■ Task: Where a line holds the word "building", copy it from the records.

■ Available records:
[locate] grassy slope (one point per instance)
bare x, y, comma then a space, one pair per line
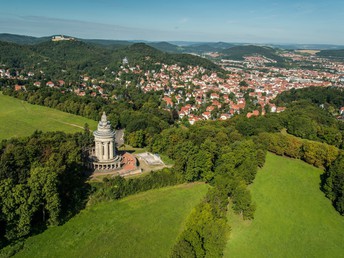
19, 118
293, 217
142, 225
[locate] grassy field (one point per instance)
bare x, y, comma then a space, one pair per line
19, 118
293, 217
142, 225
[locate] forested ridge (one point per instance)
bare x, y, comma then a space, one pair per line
68, 60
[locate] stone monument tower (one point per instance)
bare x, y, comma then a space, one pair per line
104, 155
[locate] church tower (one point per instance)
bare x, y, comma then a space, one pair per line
104, 155
104, 140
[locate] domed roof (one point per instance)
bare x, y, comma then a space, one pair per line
104, 128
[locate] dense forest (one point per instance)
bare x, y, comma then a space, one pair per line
68, 60
42, 182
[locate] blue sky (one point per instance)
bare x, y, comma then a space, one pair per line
259, 21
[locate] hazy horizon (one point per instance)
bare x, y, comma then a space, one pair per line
247, 21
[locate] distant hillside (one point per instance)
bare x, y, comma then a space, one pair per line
239, 52
317, 95
197, 48
167, 47
332, 54
21, 39
70, 59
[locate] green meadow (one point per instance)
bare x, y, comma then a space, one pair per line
142, 225
19, 118
293, 217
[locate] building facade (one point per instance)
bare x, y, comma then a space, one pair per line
103, 155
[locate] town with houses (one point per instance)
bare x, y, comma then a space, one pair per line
197, 94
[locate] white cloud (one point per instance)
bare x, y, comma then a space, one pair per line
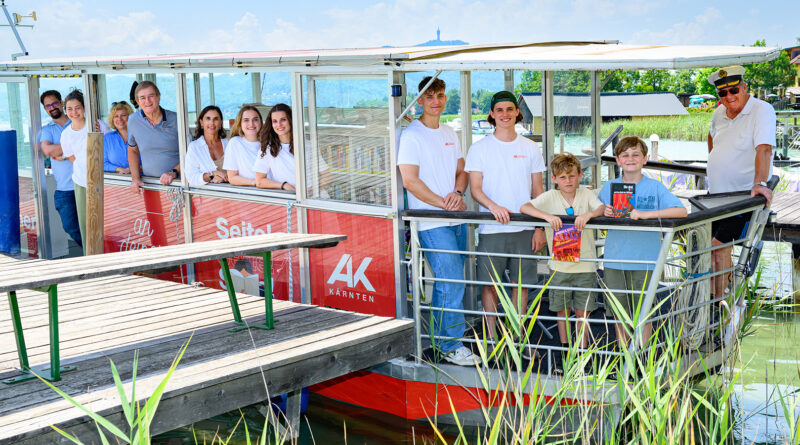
701, 30
70, 29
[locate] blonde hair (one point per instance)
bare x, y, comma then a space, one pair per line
630, 142
236, 128
564, 162
116, 106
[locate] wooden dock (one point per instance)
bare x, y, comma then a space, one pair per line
110, 318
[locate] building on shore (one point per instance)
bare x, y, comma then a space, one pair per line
572, 111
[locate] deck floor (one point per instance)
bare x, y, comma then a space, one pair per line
112, 317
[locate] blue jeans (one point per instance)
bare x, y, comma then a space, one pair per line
447, 295
64, 201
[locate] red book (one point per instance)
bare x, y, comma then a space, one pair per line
567, 244
622, 199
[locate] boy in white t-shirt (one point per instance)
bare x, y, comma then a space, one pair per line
432, 168
505, 171
572, 200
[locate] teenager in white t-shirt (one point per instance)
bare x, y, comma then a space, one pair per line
505, 171
243, 147
73, 146
275, 164
432, 167
569, 199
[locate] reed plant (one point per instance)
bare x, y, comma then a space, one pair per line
690, 127
651, 392
139, 417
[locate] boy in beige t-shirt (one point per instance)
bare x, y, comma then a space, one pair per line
569, 199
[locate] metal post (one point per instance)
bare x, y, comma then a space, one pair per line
22, 351
255, 83
37, 171
183, 142
211, 96
398, 203
55, 357
226, 273
652, 286
596, 122
508, 80
90, 99
269, 322
548, 130
466, 111
416, 283
302, 181
198, 95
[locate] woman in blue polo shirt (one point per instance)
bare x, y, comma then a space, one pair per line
115, 143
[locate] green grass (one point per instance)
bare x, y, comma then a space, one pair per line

■ Output of the task:
[locate] building facade (one point per instance)
[locate] building on shore (one point per instance)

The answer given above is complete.